* BEGIN Given records *

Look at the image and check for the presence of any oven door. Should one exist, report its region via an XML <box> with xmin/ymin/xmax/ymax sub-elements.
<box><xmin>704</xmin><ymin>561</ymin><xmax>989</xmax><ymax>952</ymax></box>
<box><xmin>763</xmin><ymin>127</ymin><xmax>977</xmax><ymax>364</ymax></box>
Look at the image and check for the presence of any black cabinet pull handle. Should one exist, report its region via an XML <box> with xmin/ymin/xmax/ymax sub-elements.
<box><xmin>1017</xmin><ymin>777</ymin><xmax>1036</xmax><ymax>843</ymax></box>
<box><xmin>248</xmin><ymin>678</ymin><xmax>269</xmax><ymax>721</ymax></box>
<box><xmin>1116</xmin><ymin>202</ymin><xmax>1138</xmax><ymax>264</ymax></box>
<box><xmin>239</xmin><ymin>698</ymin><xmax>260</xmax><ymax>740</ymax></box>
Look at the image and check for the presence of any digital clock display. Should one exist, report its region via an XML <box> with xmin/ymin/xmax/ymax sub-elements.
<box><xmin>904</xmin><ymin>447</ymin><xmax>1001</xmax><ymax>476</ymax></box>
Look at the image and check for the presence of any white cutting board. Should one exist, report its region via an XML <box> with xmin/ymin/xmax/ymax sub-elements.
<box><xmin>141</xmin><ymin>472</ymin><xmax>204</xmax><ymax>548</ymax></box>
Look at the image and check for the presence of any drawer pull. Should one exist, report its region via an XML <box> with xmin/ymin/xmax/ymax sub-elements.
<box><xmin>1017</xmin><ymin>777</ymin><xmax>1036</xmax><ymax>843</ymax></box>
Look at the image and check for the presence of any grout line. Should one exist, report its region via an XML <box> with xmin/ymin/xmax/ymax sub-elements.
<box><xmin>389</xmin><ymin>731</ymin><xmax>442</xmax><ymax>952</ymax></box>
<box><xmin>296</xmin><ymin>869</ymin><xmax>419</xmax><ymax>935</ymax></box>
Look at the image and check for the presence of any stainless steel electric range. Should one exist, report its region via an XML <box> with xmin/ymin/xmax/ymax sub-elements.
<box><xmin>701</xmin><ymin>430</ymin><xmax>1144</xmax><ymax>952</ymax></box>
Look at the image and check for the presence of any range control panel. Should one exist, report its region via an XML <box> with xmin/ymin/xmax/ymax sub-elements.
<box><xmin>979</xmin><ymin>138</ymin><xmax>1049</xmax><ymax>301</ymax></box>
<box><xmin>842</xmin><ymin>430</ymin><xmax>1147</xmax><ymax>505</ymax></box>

* END Given records *

## Given request
Render all of the data above as a JSON array of strings, with one string per line and any blank lines omitted.

## Response to the task
[
  "Look at the image and check for the presence of any oven door. Should one exist, report its region via an XML <box> with xmin/ymin/xmax/ymax sub-elements.",
  "<box><xmin>704</xmin><ymin>561</ymin><xmax>989</xmax><ymax>952</ymax></box>",
  "<box><xmin>763</xmin><ymin>127</ymin><xmax>977</xmax><ymax>364</ymax></box>",
  "Look at the image and check for the presence of any black cabinet pull handle. Should one exist, report its region via an XML <box> with xmin/ymin/xmax/ymax sub-elements.",
  "<box><xmin>1017</xmin><ymin>777</ymin><xmax>1036</xmax><ymax>843</ymax></box>",
  "<box><xmin>248</xmin><ymin>678</ymin><xmax>269</xmax><ymax>721</ymax></box>",
  "<box><xmin>1116</xmin><ymin>202</ymin><xmax>1138</xmax><ymax>264</ymax></box>",
  "<box><xmin>239</xmin><ymin>698</ymin><xmax>260</xmax><ymax>740</ymax></box>",
  "Look at the image and check for the presence of any digital clock display. Should one exist, report its region via an XML <box> with xmin/ymin/xmax/ymax sub-elements.",
  "<box><xmin>904</xmin><ymin>447</ymin><xmax>1001</xmax><ymax>476</ymax></box>",
  "Look at the image and check for the presence of any white cutting board. Should one exist, report its region via an XML <box> with xmin/ymin/xmax/ymax sub-elements.",
  "<box><xmin>141</xmin><ymin>472</ymin><xmax>204</xmax><ymax>548</ymax></box>",
  "Look at the image and check for the presence of any drawer pull. Should one exist, report its region via an XML <box> with xmin/ymin/xmax/ymax sub-elements.",
  "<box><xmin>1017</xmin><ymin>777</ymin><xmax>1036</xmax><ymax>843</ymax></box>",
  "Look at the image and check for the presence of any grout line. Should one exist, report its region via an XML <box> with xmin/ymin/xmax/ymax sub-elements.",
  "<box><xmin>389</xmin><ymin>731</ymin><xmax>442</xmax><ymax>952</ymax></box>",
  "<box><xmin>296</xmin><ymin>869</ymin><xmax>419</xmax><ymax>935</ymax></box>",
  "Look at the image and check for the presence of any stainless steel electric range. Should one exist, report its region via an XML <box> with xmin/ymin/xmax/ymax sub-elements.",
  "<box><xmin>701</xmin><ymin>430</ymin><xmax>1144</xmax><ymax>952</ymax></box>",
  "Look at the image and check for the presence of any range control panel. Should one exist, report its region via an XML <box> with xmin/ymin/xmax/ymax sub-elements.",
  "<box><xmin>979</xmin><ymin>138</ymin><xmax>1049</xmax><ymax>301</ymax></box>",
  "<box><xmin>842</xmin><ymin>430</ymin><xmax>1147</xmax><ymax>505</ymax></box>"
]